(Stored items from a collection)
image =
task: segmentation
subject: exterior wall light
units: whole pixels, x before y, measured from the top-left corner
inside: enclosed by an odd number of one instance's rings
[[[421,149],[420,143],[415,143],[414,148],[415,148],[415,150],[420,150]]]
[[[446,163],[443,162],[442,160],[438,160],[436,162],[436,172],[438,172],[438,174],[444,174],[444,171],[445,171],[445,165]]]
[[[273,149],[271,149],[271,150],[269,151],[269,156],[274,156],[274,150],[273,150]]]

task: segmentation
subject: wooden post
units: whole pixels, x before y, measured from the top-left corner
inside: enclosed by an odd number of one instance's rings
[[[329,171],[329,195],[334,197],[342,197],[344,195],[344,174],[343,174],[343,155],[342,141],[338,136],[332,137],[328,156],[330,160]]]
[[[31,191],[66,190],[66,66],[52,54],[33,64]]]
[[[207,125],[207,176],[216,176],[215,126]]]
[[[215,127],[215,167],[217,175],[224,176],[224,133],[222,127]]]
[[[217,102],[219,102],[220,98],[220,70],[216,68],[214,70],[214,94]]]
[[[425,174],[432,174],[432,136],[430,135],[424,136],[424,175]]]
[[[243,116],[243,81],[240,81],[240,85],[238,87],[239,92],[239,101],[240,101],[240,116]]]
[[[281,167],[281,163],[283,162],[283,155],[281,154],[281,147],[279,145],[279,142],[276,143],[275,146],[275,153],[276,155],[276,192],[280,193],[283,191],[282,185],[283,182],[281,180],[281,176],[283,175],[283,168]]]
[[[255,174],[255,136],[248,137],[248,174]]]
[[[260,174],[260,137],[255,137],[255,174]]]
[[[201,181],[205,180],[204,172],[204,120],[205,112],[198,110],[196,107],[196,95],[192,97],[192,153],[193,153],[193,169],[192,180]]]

BRIEF: Exactly as written above, please repeat the entries.

WRITTEN SOLUTION:
image =
task: segmentation
subject: exterior wall light
units: whole pixels, x before y, measured from the top-left corner
inside: enclosed by an odd number of one instance's rings
[[[421,149],[420,143],[415,143],[414,148],[415,148],[415,150],[420,150]]]
[[[446,163],[443,162],[442,160],[438,160],[436,162],[436,172],[438,172],[438,174],[444,174],[444,171],[445,171],[445,165]]]
[[[273,149],[271,149],[271,150],[269,151],[269,156],[274,156],[274,150],[273,150]]]

task: segmentation
subject: wooden post
units: whole pixels, x before y, measured from the top-left corner
inside: enclosed by an odd number of one instance's rings
[[[329,171],[329,195],[334,197],[342,197],[344,195],[344,174],[343,174],[343,155],[342,141],[338,136],[332,137],[328,156],[330,160]]]
[[[31,191],[66,190],[66,66],[52,54],[33,64]]]
[[[207,125],[207,176],[216,176],[215,126]]]
[[[215,127],[215,167],[217,175],[224,176],[224,133],[222,127]]]
[[[217,102],[219,102],[220,98],[220,70],[216,68],[214,70],[214,94]]]
[[[425,174],[432,174],[432,136],[430,135],[424,136],[424,175]]]
[[[243,116],[243,81],[240,81],[240,85],[238,87],[239,92],[239,101],[240,101],[240,116]]]
[[[281,167],[281,163],[283,162],[283,155],[281,154],[281,147],[279,145],[279,142],[276,143],[275,146],[275,153],[276,155],[276,192],[280,193],[283,191],[282,185],[283,182],[281,180],[281,176],[283,175],[283,168]]]
[[[255,174],[255,136],[248,137],[248,174]]]
[[[260,174],[260,137],[255,137],[255,174]]]
[[[201,181],[205,180],[204,172],[204,120],[205,112],[198,110],[196,107],[196,95],[192,97],[192,153],[193,153],[193,169],[192,180]]]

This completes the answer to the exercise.